Look below for the line with "Target: clay chimenea". Extract that line and each one after it through the last, word for word.

.....

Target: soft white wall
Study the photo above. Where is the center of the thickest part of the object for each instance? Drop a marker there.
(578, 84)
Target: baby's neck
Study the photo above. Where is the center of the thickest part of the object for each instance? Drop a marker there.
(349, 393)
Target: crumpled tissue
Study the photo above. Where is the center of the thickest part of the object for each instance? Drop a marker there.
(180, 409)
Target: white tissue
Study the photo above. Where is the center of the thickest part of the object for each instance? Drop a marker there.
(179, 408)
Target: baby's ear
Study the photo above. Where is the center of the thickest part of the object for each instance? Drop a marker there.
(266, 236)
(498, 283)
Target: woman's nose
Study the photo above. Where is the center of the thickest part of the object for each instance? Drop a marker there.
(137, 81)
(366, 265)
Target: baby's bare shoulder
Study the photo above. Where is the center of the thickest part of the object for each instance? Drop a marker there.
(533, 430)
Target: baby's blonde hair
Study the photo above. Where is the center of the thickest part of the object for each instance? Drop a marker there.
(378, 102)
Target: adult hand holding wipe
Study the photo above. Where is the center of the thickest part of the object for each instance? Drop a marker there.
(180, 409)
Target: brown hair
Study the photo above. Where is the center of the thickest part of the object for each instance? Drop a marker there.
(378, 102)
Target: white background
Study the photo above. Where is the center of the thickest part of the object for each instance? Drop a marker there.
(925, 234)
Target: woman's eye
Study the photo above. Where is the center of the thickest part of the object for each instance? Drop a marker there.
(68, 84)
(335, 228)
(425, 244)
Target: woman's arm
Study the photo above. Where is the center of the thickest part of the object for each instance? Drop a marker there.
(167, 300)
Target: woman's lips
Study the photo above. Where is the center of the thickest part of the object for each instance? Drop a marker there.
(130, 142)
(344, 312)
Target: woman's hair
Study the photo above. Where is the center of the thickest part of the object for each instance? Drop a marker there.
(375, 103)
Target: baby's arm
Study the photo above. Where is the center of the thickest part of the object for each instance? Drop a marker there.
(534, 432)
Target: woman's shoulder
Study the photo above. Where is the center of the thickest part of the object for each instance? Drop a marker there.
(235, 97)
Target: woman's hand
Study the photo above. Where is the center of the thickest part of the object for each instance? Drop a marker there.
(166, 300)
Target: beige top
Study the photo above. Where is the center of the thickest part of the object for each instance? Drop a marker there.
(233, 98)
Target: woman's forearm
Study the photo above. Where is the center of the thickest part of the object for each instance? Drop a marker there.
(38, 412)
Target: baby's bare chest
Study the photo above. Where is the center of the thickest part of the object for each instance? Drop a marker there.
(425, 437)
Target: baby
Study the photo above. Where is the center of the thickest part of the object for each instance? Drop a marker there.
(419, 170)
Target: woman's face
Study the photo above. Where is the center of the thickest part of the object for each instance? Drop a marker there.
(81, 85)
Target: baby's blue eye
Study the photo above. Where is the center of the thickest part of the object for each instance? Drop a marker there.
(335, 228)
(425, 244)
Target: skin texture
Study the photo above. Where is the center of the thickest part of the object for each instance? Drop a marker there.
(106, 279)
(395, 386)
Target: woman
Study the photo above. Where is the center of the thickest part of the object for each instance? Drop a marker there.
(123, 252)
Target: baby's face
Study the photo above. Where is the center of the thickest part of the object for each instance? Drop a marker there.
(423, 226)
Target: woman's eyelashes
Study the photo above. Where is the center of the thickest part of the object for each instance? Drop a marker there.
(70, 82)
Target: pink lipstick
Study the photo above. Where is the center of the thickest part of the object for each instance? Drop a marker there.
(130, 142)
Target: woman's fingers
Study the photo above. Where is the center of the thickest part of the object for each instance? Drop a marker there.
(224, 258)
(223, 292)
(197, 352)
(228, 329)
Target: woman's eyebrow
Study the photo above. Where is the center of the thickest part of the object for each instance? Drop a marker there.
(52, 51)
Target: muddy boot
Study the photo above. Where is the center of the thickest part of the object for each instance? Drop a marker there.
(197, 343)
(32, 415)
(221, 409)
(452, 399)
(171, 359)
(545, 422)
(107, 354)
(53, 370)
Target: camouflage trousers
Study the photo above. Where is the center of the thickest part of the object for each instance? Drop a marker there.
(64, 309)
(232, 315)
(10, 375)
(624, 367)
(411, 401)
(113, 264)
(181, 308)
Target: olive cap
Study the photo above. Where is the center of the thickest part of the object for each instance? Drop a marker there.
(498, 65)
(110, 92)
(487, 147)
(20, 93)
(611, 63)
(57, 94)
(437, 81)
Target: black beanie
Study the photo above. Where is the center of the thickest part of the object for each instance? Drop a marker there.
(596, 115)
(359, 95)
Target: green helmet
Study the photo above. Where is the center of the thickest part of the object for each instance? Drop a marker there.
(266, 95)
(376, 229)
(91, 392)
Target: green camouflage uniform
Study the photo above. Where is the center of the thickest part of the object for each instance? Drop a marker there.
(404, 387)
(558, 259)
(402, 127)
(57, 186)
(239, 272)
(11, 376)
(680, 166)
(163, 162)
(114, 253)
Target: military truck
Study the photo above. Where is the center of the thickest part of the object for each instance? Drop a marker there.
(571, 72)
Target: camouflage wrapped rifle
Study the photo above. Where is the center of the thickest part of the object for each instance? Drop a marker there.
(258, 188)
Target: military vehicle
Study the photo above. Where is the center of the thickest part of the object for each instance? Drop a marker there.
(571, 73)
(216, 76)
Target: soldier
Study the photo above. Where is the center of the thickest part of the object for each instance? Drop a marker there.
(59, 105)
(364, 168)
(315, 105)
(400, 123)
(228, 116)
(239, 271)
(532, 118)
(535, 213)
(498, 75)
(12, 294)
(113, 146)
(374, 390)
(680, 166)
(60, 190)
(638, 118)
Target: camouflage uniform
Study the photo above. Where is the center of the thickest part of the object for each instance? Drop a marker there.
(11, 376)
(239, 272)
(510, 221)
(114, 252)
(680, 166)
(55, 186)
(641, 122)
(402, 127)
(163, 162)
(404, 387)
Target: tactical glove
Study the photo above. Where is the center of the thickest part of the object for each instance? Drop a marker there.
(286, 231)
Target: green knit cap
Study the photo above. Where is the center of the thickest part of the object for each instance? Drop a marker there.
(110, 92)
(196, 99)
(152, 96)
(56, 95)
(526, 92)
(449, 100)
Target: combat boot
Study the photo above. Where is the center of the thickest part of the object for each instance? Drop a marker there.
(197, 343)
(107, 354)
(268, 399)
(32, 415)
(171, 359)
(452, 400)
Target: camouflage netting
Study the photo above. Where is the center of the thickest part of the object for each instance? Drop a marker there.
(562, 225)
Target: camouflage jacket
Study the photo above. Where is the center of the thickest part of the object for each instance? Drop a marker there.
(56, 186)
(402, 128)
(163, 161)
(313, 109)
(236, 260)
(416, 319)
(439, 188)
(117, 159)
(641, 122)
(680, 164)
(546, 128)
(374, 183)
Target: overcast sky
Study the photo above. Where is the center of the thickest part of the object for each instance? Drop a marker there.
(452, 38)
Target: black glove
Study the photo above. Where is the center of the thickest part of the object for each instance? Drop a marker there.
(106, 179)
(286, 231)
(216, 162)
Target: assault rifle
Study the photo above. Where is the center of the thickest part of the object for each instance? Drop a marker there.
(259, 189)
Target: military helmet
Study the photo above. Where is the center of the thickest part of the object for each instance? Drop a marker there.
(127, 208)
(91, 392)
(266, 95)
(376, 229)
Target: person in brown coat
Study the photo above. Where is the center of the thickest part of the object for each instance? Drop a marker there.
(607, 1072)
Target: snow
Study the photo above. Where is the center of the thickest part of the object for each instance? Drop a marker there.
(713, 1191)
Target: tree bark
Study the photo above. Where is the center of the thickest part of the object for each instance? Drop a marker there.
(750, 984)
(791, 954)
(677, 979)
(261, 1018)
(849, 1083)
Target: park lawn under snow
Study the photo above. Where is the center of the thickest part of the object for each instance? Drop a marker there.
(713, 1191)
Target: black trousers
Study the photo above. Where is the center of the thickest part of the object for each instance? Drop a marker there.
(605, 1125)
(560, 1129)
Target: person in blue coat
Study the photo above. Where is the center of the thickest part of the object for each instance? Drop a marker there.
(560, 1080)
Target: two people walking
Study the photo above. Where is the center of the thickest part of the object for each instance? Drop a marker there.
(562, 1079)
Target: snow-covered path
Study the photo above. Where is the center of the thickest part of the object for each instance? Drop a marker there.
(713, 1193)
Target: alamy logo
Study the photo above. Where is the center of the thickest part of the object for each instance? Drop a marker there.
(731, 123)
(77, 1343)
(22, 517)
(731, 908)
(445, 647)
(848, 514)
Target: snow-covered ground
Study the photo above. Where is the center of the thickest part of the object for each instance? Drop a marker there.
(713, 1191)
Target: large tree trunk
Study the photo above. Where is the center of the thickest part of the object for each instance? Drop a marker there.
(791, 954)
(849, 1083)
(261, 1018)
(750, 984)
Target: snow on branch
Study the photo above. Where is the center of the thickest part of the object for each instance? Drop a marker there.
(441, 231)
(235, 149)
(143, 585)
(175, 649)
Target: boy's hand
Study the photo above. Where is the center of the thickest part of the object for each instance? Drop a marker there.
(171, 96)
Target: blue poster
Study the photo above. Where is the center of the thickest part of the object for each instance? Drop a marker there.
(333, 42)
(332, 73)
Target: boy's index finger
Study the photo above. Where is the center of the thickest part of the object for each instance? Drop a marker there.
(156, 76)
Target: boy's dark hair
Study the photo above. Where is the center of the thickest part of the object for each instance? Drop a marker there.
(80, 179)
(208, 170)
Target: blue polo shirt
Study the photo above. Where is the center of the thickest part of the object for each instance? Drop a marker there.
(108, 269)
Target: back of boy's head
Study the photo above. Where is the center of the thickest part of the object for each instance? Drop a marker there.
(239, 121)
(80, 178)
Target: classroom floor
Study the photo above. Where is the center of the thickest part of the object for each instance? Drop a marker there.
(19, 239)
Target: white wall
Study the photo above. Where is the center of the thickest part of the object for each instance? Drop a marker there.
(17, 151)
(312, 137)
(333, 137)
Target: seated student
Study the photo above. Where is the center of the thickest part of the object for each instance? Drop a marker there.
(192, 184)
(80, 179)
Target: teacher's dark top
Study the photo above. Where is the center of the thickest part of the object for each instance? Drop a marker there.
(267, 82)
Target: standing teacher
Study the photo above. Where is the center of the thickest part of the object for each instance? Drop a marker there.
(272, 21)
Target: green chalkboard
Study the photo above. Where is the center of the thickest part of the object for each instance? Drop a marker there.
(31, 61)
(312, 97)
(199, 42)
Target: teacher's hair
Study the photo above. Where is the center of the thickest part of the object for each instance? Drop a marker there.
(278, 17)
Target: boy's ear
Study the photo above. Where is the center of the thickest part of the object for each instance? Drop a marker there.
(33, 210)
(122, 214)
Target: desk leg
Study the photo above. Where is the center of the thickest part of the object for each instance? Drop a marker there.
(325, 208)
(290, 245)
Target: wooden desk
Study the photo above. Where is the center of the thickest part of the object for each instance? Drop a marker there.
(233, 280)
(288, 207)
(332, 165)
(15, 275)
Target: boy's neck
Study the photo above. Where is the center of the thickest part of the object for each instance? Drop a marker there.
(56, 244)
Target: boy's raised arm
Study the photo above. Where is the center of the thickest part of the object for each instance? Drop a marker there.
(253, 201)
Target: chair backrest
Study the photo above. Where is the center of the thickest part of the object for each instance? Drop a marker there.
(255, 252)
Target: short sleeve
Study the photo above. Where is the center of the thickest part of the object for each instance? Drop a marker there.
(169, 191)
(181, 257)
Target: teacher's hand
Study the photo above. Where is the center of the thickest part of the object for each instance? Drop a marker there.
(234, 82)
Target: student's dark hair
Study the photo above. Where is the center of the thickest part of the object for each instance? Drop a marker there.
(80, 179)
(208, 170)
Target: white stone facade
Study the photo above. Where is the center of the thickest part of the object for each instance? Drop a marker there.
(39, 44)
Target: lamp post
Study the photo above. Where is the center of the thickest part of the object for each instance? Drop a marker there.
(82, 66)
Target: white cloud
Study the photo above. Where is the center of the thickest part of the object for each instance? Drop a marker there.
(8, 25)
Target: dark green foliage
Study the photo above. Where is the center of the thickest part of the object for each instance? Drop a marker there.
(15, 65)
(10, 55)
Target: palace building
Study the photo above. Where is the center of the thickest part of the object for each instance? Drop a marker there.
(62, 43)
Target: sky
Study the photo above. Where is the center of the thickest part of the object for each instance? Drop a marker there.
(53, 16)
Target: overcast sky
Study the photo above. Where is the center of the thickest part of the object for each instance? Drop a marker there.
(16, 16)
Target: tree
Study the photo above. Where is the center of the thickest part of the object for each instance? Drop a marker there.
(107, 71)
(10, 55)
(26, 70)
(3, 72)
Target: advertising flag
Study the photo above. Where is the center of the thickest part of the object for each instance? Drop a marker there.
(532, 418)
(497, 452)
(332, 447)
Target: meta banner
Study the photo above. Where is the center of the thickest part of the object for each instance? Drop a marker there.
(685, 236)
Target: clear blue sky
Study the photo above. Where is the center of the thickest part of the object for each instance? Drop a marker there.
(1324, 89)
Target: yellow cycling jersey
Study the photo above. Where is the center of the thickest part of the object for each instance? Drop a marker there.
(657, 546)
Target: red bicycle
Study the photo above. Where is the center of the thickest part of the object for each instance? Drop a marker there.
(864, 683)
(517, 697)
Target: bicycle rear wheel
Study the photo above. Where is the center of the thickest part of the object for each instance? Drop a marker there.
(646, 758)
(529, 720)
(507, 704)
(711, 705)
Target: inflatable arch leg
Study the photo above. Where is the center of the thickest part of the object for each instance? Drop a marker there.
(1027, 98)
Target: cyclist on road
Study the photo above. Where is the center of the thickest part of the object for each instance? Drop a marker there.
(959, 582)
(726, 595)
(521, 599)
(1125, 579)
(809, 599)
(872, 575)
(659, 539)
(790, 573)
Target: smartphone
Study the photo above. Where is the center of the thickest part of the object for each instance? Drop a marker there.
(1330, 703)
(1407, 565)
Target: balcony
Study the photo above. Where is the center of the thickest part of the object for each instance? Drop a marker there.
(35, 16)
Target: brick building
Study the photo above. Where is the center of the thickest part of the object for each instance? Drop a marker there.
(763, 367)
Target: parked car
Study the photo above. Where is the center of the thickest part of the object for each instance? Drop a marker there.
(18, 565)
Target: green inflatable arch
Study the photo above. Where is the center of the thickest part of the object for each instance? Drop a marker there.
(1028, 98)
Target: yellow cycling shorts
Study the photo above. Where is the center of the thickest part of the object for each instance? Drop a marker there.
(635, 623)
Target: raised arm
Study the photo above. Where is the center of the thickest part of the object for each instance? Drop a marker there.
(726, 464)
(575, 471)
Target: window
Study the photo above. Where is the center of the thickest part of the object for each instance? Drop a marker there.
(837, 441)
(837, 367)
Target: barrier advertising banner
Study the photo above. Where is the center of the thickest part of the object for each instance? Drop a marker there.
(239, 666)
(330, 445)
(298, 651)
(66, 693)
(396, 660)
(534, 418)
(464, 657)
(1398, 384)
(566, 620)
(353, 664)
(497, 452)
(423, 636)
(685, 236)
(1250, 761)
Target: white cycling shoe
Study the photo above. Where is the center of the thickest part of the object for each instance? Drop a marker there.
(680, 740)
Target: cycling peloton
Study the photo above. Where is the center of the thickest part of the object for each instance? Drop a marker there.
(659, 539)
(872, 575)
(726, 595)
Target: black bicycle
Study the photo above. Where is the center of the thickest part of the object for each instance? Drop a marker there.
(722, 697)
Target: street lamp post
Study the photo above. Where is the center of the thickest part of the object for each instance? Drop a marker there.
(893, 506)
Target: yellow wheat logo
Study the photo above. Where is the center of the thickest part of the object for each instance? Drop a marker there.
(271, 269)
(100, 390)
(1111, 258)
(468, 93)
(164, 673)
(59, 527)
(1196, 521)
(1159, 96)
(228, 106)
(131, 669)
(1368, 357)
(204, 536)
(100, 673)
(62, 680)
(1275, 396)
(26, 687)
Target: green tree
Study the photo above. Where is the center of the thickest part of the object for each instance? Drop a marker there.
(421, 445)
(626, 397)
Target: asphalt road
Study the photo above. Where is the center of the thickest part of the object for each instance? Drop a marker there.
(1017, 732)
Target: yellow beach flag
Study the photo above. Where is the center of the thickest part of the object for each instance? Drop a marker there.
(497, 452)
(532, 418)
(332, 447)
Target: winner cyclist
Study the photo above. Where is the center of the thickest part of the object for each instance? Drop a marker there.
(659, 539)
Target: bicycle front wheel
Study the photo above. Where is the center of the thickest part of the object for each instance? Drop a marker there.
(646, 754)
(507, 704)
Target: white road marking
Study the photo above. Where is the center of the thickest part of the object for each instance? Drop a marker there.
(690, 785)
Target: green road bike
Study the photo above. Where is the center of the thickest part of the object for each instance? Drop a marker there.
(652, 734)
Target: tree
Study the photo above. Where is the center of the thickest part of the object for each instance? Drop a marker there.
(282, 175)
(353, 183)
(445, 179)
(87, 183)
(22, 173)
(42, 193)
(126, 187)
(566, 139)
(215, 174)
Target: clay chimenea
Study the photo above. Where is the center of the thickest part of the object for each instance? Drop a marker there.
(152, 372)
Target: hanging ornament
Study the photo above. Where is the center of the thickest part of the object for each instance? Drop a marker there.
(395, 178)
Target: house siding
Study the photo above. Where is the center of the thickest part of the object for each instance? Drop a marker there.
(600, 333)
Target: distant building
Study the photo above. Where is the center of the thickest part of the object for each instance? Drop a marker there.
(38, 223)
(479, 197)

.....

* _ANSWER TO THE PROBLEM_
Target: clay chimenea
Study the photo above. Where is the center of the thickest part of the object for each instance? Drop a marker there.
(152, 372)
Target: hanging ornament
Study the photo above. Where is the center of the thickest part of the object for each instance? Drop a marker there.
(395, 178)
Target: house siding
Study the photo above. Where is the center of the thickest part of the object for each instance? Drop a marker there.
(600, 333)
Target: distant building
Study the photo above. Where is the center of the thickest part of the object for each instance? Drop a marker there.
(38, 223)
(479, 197)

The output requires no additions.